İNŞÂALLAH DEYİNİZ

YAZAR : Âdem SARAÇ ademsarac@yyu.edu.tr

Peygamberimiz -aleyhisselâm-’ın cihanşümul mesajına kulak verecek kadar nasipleri olmayan müşrikler, O’nu susturmak ya da en azından içinde yaşadığı toplum karşısında rencide etmek için ellerinden geleni yapıyorlardı.

Bu çirkin faaliyetlerden biri de yahudilerden aldıkları akılla; Rasûlullah -aleyhisselâm-’a, herkesin önünde üç soru sormuş olmalarıydı:

“1. İlk zamanlarda gelmiş geçmiş bulunan gençlerin maceralarının aslı nedir? O gençlerin çok şaşılacak hâdiseleri vardır!

2. Yeryüzünü, doğularına ve batılarına varıncaya kadar gezip dolaşan adamın haberini ver bize!

3. Ruh nedir, nasıl bir şeydir?”

Peygamberimiz -aleyhisselâm- ise hiç tereddüt etmeden;

“–Sorduğunuz şeylerin cevaplarını size yarın haber vereyim!”1 buyurmuşlardı!

Kalabalıktan hiç kimse;

«–Neden şimdi değil de, yarın?» gibi bir soru sormamıştı. Herkes yarına öyle bir kilitlenmişti ki, bu işin yarın sona ereceğine emindiler sanki…

Fakat bu olayın üzerinden 15 gün geçtiği hâlde, bu konuda hâlâ bir vahiy gelmemişti. Peygamberimiz -aleyhisselâm- çok zor bir durumda kaldı. Nerede ise her gün, hattâ bazen günde birkaç defa gelen vahiy meleği Hazret-i Cebrâil -aleyhisselâm- bile görünmez oldu.

Görev Yönergesi:
Yukarıdaki gösterilen metinde "Peygamberimiz -aleyhisselâm-’ın cihanşümul" sözcükleriyle başlayıp "haberini ver bize!" sözcükleriyle biten bölümü hiç değiştirmeden yazın.

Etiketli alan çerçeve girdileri
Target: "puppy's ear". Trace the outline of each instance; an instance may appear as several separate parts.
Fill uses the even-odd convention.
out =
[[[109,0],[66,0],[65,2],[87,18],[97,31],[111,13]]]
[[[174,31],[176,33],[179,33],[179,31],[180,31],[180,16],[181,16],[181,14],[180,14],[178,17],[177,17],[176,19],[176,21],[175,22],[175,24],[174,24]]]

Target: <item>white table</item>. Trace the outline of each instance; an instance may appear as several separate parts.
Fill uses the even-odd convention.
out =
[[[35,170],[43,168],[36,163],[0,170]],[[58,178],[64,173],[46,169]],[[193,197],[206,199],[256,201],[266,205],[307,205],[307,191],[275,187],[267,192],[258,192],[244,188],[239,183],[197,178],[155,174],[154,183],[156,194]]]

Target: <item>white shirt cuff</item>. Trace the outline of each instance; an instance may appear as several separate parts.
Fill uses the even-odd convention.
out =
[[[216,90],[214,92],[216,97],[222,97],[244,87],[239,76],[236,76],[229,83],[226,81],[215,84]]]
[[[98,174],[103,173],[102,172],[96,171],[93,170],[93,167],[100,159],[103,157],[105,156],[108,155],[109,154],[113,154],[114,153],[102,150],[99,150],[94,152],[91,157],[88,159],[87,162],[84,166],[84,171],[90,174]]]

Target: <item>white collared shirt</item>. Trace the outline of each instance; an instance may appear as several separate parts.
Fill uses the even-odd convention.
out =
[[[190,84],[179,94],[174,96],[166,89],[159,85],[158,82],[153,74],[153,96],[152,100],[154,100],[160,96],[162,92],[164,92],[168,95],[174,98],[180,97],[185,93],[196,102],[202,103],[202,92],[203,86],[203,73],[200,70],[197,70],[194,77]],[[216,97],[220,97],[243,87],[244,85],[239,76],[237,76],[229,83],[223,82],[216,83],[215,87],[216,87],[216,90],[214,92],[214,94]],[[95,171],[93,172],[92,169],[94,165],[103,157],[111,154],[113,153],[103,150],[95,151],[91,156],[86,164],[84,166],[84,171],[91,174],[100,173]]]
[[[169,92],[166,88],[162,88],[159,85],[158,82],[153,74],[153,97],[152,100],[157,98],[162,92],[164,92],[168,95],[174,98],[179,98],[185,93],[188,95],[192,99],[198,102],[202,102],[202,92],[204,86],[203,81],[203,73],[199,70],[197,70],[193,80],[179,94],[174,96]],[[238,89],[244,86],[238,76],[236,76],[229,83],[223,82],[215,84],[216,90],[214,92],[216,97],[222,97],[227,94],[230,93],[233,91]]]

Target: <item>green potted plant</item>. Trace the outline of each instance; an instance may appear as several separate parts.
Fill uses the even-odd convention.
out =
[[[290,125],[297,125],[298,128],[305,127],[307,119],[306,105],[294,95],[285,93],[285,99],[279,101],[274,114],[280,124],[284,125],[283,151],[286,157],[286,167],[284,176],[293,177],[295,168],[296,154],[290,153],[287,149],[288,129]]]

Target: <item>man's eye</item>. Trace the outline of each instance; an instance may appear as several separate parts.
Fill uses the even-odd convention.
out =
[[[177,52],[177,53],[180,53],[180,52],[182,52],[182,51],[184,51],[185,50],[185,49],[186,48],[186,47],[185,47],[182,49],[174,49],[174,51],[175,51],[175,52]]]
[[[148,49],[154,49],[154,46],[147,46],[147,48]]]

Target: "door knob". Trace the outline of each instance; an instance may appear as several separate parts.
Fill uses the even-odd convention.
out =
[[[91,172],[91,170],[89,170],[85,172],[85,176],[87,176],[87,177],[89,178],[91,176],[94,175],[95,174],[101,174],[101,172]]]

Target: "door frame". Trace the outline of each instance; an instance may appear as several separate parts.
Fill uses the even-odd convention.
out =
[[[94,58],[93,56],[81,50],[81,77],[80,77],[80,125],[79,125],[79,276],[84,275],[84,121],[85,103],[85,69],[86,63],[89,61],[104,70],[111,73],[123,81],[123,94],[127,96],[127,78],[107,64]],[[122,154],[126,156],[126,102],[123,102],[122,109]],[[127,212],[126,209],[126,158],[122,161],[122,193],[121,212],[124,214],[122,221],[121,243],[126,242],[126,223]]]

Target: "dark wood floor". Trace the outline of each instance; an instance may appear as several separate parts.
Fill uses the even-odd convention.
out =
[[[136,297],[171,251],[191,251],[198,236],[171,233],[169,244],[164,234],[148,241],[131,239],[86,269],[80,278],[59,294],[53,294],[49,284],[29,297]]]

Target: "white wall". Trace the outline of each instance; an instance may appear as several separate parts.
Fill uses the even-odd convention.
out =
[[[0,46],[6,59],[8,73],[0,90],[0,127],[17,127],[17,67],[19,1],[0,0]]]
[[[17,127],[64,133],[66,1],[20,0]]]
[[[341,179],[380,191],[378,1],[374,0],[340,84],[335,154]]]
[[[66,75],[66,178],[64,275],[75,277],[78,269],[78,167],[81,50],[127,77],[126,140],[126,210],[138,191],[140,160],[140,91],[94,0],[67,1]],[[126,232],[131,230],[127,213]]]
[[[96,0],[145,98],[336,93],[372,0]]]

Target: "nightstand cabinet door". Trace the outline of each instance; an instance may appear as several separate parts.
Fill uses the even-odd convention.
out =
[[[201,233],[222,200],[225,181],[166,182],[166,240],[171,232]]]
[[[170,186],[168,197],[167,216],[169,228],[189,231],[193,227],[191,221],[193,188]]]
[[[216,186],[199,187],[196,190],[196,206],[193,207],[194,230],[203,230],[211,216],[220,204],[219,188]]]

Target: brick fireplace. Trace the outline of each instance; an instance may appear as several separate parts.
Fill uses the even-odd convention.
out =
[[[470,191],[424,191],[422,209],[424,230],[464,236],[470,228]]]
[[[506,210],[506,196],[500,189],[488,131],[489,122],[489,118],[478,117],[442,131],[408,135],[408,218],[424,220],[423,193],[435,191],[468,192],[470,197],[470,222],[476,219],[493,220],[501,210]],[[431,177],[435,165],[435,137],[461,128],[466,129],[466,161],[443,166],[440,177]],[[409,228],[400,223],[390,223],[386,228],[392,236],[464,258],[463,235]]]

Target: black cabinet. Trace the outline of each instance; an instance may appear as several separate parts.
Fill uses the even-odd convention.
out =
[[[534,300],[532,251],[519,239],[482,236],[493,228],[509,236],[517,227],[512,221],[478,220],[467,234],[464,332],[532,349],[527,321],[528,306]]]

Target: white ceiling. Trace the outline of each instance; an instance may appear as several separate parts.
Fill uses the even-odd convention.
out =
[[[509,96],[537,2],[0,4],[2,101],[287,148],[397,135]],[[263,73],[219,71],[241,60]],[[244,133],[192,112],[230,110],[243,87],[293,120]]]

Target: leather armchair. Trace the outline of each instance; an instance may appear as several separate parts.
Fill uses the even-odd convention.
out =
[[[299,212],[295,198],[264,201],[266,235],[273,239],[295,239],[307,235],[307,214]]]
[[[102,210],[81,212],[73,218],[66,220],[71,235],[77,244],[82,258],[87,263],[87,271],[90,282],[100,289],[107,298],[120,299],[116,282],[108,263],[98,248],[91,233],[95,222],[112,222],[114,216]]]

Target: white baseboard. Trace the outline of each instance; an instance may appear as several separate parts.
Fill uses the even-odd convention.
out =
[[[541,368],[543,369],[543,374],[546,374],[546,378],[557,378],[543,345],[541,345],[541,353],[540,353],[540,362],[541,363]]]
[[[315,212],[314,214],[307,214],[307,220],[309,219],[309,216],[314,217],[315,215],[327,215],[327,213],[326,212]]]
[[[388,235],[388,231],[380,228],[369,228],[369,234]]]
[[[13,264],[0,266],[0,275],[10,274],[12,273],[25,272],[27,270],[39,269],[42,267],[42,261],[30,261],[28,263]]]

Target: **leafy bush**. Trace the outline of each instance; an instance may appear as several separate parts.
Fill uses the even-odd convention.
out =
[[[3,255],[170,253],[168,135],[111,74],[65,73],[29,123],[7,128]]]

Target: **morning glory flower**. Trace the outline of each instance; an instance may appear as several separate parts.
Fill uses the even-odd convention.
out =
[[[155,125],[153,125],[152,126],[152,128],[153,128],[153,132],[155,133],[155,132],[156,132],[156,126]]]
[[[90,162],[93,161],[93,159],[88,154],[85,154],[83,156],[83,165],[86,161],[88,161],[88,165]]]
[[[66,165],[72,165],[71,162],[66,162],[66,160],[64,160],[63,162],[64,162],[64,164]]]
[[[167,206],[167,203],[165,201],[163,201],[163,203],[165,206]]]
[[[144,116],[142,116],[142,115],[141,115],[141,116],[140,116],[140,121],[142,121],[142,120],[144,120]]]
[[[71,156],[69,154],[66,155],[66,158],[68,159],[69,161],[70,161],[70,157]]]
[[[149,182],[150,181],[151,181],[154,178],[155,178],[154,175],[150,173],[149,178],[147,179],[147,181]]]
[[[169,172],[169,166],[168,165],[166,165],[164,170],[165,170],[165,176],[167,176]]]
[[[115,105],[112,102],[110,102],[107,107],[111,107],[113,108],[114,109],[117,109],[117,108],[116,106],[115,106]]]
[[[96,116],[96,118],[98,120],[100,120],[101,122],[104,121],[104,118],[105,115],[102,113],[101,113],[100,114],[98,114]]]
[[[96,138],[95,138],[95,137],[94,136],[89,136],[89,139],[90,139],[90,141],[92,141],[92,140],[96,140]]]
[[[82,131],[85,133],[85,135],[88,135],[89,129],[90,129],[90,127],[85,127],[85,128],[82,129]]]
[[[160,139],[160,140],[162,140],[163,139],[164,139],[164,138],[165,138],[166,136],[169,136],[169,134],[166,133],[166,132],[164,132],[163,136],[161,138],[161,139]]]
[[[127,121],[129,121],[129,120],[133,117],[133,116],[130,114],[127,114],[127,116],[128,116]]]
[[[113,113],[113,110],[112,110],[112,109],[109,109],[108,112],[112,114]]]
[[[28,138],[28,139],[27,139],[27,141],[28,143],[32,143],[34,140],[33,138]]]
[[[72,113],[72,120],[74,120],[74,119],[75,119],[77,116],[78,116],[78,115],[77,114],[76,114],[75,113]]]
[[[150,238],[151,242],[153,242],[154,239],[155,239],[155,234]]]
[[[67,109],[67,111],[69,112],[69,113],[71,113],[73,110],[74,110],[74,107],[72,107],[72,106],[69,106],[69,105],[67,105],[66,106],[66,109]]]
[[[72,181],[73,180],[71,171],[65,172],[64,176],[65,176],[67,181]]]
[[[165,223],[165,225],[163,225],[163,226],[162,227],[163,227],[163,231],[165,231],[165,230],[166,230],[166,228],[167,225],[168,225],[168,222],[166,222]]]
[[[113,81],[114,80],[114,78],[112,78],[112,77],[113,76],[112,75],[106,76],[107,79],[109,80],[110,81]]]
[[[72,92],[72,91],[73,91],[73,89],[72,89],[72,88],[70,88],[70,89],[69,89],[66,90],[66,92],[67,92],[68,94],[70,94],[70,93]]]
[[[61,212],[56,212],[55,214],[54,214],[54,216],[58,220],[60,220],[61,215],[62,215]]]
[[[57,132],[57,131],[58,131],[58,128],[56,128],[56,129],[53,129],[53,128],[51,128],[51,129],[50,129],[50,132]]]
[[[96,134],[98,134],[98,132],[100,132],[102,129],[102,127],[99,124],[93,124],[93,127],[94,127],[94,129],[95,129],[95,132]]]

Görev Yanıtı:
Peygamberimiz -aleyhisselâm-’ın cihanşümul mesajına kulak verecek kadar nasipleri olmayan müşrikler, O’nu susturmak ya da en azından içinde yaşadığı toplum karşısında rencide etmek için ellerinden geleni yapıyorlardı.

Bu çirkin faaliyetlerden biri de yahudilerden aldıkları akılla; Rasûlullah -aleyhisselâm-’a, herkesin önünde üç soru sormuş olmalarıydı:

“1. İlk zamanlarda gelmiş geçmiş bulunan gençlerin maceralarının aslı nedir? O gençlerin çok şaşılacak hâdiseleri vardır!

2. Yeryüzünü, doğularına ve batılarına varıncaya kadar gezip dolaşan adamın haberini ver bize!